**TASK INPUTS:**
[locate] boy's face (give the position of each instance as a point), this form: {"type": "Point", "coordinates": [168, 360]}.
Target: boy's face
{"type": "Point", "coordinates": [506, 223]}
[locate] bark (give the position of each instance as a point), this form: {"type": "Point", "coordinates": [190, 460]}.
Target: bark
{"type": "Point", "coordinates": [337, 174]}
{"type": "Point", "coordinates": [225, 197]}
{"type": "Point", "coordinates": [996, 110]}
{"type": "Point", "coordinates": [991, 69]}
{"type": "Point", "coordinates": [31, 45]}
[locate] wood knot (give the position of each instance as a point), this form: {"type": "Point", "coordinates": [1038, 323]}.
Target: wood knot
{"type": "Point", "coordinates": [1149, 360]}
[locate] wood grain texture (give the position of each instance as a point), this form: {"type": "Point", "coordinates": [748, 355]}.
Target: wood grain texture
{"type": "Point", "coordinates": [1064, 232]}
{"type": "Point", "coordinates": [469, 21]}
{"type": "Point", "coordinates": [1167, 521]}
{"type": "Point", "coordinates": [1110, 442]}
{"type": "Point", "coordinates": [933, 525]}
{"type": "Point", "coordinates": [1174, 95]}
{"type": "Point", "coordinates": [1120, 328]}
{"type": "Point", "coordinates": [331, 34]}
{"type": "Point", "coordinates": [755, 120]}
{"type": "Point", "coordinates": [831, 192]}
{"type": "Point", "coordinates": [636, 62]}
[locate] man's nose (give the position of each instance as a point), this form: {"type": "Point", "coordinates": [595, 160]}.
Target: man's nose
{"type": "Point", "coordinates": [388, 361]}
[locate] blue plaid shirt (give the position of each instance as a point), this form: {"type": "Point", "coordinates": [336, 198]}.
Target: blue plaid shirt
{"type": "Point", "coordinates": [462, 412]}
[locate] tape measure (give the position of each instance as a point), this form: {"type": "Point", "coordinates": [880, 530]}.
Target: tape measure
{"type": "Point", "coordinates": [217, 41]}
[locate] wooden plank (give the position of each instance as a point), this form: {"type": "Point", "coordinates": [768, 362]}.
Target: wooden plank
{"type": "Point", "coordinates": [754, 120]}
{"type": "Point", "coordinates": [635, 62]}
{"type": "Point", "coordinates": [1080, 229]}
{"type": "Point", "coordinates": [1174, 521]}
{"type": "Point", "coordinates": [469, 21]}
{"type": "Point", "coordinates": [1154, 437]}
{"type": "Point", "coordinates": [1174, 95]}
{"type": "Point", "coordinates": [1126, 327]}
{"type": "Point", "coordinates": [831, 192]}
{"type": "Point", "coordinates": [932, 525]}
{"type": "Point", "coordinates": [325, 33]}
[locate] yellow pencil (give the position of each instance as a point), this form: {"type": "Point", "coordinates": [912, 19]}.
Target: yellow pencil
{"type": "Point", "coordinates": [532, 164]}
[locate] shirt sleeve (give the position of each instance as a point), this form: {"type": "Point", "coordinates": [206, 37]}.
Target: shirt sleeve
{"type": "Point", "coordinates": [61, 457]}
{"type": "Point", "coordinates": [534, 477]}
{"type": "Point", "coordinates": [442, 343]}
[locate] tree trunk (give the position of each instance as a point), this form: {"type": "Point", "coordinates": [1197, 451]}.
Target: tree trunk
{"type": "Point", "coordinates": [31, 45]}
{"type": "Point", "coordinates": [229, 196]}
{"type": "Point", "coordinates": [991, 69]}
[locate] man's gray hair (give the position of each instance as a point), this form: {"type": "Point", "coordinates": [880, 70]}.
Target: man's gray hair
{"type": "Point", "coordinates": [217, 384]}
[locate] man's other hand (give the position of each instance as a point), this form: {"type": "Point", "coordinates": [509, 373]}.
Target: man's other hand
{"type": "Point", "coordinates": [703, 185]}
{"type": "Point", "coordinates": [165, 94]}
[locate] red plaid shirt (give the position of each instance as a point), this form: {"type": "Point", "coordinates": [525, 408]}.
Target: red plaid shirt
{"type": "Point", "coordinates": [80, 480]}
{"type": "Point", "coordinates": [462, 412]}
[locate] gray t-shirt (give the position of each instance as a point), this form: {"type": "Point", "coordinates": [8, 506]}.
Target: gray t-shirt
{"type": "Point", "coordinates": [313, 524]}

**WHAT YOU SHOULD DO:**
All of the entries must be written out exactly as they stand.

**EXERCISE RESULT:**
[locate] boy's face (give the position of each instance as a point), this form: {"type": "Point", "coordinates": [168, 360]}.
Target: boy's face
{"type": "Point", "coordinates": [506, 223]}
[locate] bark (give the position of each instance as a point), this form: {"type": "Point", "coordinates": [190, 460]}.
Target: bark
{"type": "Point", "coordinates": [337, 174]}
{"type": "Point", "coordinates": [225, 197]}
{"type": "Point", "coordinates": [996, 110]}
{"type": "Point", "coordinates": [991, 69]}
{"type": "Point", "coordinates": [31, 45]}
[locate] wood knot (give the position of each instance as a point), this form: {"type": "Point", "coordinates": [1038, 323]}.
Target: wood knot
{"type": "Point", "coordinates": [1149, 360]}
[locate] wood grain texture (give the position of each instance as a point), this form: {"type": "Point", "coordinates": [748, 355]}.
Target: wood grain texture
{"type": "Point", "coordinates": [1064, 232]}
{"type": "Point", "coordinates": [469, 21]}
{"type": "Point", "coordinates": [1167, 521]}
{"type": "Point", "coordinates": [1110, 442]}
{"type": "Point", "coordinates": [933, 525]}
{"type": "Point", "coordinates": [1174, 95]}
{"type": "Point", "coordinates": [1120, 328]}
{"type": "Point", "coordinates": [331, 34]}
{"type": "Point", "coordinates": [755, 120]}
{"type": "Point", "coordinates": [831, 192]}
{"type": "Point", "coordinates": [636, 62]}
[locate] man's nose (give the position of each instance as a point), this form: {"type": "Point", "coordinates": [595, 160]}.
Target: man's nose
{"type": "Point", "coordinates": [388, 361]}
[locate] blue plaid shirt (give the position of each instance as a point), this form: {"type": "Point", "coordinates": [336, 198]}.
Target: blue plaid shirt
{"type": "Point", "coordinates": [462, 412]}
[locate] tape measure (give the position of each instance as a point), this form: {"type": "Point", "coordinates": [880, 530]}.
Target: tape measure
{"type": "Point", "coordinates": [217, 41]}
[locate] wooden plank (give the position of each instance as a point), this form: {"type": "Point", "coordinates": [768, 362]}.
Target: wooden plank
{"type": "Point", "coordinates": [754, 120]}
{"type": "Point", "coordinates": [635, 62]}
{"type": "Point", "coordinates": [1080, 229]}
{"type": "Point", "coordinates": [1174, 521]}
{"type": "Point", "coordinates": [469, 21]}
{"type": "Point", "coordinates": [1154, 437]}
{"type": "Point", "coordinates": [1174, 95]}
{"type": "Point", "coordinates": [1126, 327]}
{"type": "Point", "coordinates": [831, 192]}
{"type": "Point", "coordinates": [932, 525]}
{"type": "Point", "coordinates": [325, 33]}
[locate] yellow pencil (give the position of each instance as a point), this form: {"type": "Point", "coordinates": [912, 19]}.
Target: yellow pencil
{"type": "Point", "coordinates": [532, 164]}
[locate] shirt sleeve (give the position of each instance as a point), this form: {"type": "Point", "coordinates": [206, 37]}.
Target: shirt sleeve
{"type": "Point", "coordinates": [61, 457]}
{"type": "Point", "coordinates": [534, 477]}
{"type": "Point", "coordinates": [442, 343]}
[locate] tree trunk (give the position of each instance as a point), this form: {"type": "Point", "coordinates": [1197, 451]}.
Target: tree trunk
{"type": "Point", "coordinates": [31, 45]}
{"type": "Point", "coordinates": [229, 196]}
{"type": "Point", "coordinates": [991, 69]}
[locate] man's gray hair (give the position of each instance as a point), this form: {"type": "Point", "coordinates": [880, 70]}.
Target: man's gray hair
{"type": "Point", "coordinates": [217, 384]}
[locate] man's other hand (give the position of each instance as a point), this form: {"type": "Point", "coordinates": [509, 373]}.
Target: man's other hand
{"type": "Point", "coordinates": [703, 185]}
{"type": "Point", "coordinates": [165, 94]}
[locate] red plaid shirt (give the position of each instance as a point), this form: {"type": "Point", "coordinates": [525, 408]}.
Target: red plaid shirt
{"type": "Point", "coordinates": [80, 480]}
{"type": "Point", "coordinates": [462, 412]}
[locate] gray t-shirt (give the position of each instance as a point), this form: {"type": "Point", "coordinates": [8, 506]}.
Target: gray t-shirt
{"type": "Point", "coordinates": [313, 524]}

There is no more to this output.